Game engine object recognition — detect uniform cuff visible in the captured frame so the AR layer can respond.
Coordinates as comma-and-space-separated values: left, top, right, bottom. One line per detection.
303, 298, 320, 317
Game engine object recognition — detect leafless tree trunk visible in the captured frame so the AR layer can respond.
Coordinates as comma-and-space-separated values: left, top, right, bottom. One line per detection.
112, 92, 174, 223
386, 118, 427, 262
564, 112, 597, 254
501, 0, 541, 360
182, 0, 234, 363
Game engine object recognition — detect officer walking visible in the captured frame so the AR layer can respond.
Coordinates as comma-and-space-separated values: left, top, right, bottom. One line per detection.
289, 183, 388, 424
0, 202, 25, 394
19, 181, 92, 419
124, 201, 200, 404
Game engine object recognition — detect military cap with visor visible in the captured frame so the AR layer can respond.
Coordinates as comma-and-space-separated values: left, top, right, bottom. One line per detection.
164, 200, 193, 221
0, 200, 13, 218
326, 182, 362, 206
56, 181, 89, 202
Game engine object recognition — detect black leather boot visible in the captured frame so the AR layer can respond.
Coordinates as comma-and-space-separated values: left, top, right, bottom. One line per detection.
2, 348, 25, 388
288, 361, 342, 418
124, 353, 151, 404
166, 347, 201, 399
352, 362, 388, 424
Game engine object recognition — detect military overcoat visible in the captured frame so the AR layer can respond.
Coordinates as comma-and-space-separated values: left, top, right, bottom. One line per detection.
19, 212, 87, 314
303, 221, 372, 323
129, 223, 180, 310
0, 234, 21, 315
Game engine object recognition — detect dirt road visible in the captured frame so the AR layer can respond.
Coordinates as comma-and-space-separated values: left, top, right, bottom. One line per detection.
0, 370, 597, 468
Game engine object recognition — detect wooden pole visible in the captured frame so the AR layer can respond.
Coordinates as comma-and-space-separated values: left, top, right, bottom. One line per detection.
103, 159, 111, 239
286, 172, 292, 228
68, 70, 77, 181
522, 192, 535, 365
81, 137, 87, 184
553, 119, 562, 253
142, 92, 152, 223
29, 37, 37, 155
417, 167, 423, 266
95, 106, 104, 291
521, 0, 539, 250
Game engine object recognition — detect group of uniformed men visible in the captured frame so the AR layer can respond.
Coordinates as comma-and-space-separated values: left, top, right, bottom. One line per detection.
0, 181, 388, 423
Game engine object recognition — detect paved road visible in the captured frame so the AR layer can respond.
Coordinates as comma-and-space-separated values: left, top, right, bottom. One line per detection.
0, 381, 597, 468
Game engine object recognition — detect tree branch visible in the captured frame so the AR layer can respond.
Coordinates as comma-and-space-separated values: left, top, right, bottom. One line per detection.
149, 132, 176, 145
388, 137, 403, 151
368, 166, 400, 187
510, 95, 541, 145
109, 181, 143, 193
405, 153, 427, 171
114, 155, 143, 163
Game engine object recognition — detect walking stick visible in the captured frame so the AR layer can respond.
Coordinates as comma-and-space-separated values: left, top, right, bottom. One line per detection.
+++++
▶ _EXERCISE TASK_:
Count the lines in the items above that contain the string "tree", treating case as significant. Reply with the number alone.

▶ _CORRECT RESULT_:
2